▶ What needs to be done: Write out every line of the records below, requests included, and add -94 to each coordinate in the bounding boxes.

(Bounding-box records)
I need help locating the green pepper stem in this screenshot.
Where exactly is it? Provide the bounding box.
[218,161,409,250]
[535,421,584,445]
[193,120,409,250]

▶ Exercise answer:
I need help locating the green pepper stem in this screenshot.
Where exactly is it? Provide the bounding box.
[124,67,315,156]
[441,327,490,351]
[99,26,315,156]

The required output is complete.